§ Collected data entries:
>> BEGIN

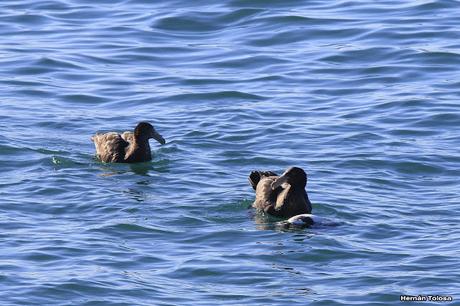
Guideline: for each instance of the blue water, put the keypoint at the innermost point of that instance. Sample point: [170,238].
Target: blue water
[363,95]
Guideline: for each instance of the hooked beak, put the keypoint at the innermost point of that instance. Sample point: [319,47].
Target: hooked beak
[280,181]
[158,137]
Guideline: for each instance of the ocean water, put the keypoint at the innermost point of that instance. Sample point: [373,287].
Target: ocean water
[363,95]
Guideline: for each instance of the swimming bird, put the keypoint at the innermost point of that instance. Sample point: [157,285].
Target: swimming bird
[128,147]
[281,196]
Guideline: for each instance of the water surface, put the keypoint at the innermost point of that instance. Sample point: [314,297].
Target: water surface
[362,95]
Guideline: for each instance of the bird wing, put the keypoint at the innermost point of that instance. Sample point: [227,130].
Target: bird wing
[110,147]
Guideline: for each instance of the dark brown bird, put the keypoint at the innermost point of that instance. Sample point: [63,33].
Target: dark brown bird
[128,147]
[281,196]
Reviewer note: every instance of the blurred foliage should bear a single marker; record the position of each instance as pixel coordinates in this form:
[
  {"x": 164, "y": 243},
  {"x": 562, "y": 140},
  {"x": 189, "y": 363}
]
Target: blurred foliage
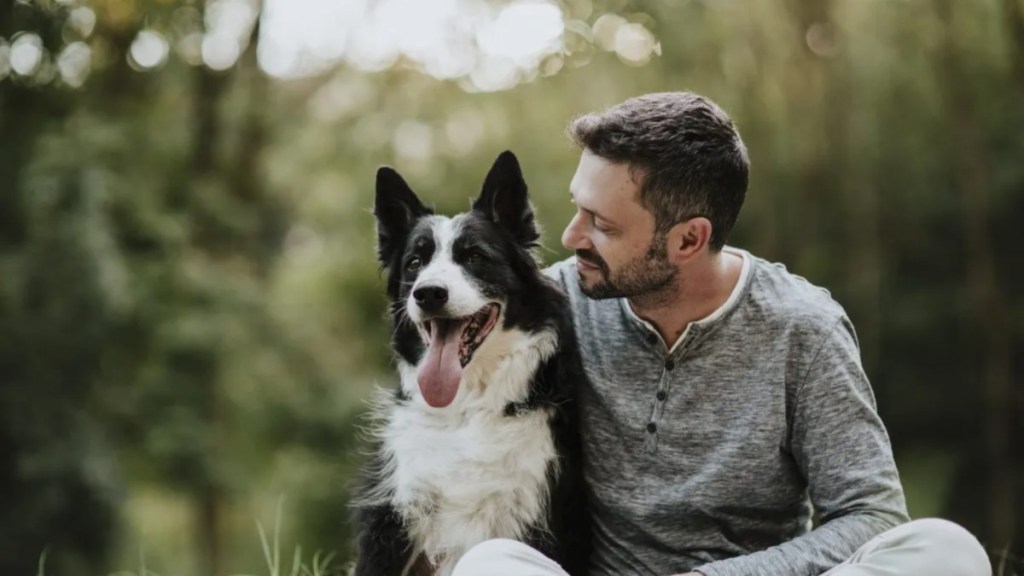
[{"x": 192, "y": 318}]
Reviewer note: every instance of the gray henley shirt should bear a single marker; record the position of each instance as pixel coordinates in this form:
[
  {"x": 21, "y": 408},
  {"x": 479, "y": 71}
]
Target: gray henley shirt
[{"x": 713, "y": 455}]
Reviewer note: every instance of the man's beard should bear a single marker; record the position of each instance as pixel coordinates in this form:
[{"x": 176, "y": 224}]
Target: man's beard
[{"x": 642, "y": 278}]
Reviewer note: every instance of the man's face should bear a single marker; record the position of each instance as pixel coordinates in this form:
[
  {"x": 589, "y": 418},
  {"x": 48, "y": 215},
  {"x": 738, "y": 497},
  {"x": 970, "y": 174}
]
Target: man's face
[{"x": 619, "y": 253}]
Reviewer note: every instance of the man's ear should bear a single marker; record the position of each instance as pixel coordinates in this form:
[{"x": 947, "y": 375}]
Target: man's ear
[
  {"x": 396, "y": 208},
  {"x": 688, "y": 238},
  {"x": 504, "y": 200}
]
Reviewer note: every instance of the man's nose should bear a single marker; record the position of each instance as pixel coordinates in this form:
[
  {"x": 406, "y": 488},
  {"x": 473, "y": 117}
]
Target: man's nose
[{"x": 572, "y": 237}]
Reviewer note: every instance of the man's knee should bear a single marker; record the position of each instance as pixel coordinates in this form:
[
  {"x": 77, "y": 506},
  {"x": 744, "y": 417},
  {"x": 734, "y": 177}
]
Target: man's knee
[
  {"x": 950, "y": 545},
  {"x": 504, "y": 557}
]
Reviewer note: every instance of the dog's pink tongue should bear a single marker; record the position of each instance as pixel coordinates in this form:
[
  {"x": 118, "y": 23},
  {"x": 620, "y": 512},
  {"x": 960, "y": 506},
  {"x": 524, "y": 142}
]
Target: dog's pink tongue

>> END

§ SET EXERCISE:
Write out the full set of lines verbatim, without the pictures.

§ SOLUTION FOR THIS EXERCISE:
Guideline: for each instance of the blue water, put the keypoint at the innermost point of that instance. Sample point: [170,238].
Target: blue water
[363,95]
Guideline: for each instance of the hooked beak, put the keypoint at the innermost point of that instance. Sample point: [319,47].
Target: hooked beak
[280,181]
[158,137]
Guideline: for each instance of the ocean water, put the keypoint at the innermost point of that instance. Sample point: [373,287].
Target: ocean water
[363,95]
Guideline: for each instance of the swimming bird, put the keypoint at the innermost point of that instance. Sample point: [157,285].
Target: swimming bird
[128,147]
[281,196]
Guideline: for each instance of the water surface, put the keypoint at the innermost point of that instance. Sample point: [314,297].
Target: water surface
[362,95]
Guideline: for each instance of the bird wing, put the keypoint at the innermost point of that instance. Sample point: [227,130].
Target: bird wing
[110,147]
Guideline: for each instance of the dark brown bird, put the keypoint at the innermost point of that instance. Sample point: [63,33].
Target: dark brown bird
[128,147]
[281,196]
Reviewer note: every instance of the blurred foliage should bear a single marker; record the position of each instance as pixel coordinates in this form:
[
  {"x": 164, "y": 243},
  {"x": 562, "y": 140},
  {"x": 189, "y": 363}
]
Target: blurred foliage
[{"x": 192, "y": 318}]
Reviewer note: every instance of the gray henley shirt should bear a single marker; record the position of each instance as pixel coordinates in this form:
[
  {"x": 21, "y": 408},
  {"x": 479, "y": 71}
]
Target: gray henley shirt
[{"x": 713, "y": 455}]
Reviewer note: every instance of the man's beard should bear a single marker; record the position of each instance as pixel coordinates in this form:
[{"x": 176, "y": 224}]
Target: man's beard
[{"x": 642, "y": 278}]
Reviewer note: every instance of the man's face should bear a single marker; record the position of each instance as pixel coordinates in this form:
[
  {"x": 589, "y": 418},
  {"x": 48, "y": 215},
  {"x": 738, "y": 497},
  {"x": 970, "y": 174}
]
Target: man's face
[{"x": 619, "y": 253}]
Reviewer note: every instance of the man's ear should bear a single marker; record the position of each instance as pixel coordinates in this form:
[{"x": 947, "y": 375}]
Target: man's ear
[
  {"x": 396, "y": 208},
  {"x": 688, "y": 238},
  {"x": 504, "y": 200}
]
Reviewer note: every instance of the man's nose should bear a single marker; record the position of each instance as pixel coordinates in this form:
[
  {"x": 406, "y": 488},
  {"x": 473, "y": 117}
]
Target: man's nose
[{"x": 572, "y": 237}]
Reviewer note: every instance of the man's knee should bear a single marker; record the position of each instance as pixel coordinates in this form:
[
  {"x": 77, "y": 506},
  {"x": 744, "y": 417},
  {"x": 734, "y": 177}
]
Target: man's knee
[
  {"x": 950, "y": 545},
  {"x": 504, "y": 557}
]
Reviewer note: every instance of the dog's pink tongue should bear a single marker; record the position of each instance as pixel coordinates in this form:
[
  {"x": 118, "y": 23},
  {"x": 620, "y": 512},
  {"x": 960, "y": 506},
  {"x": 524, "y": 142}
]
Target: dog's pink tongue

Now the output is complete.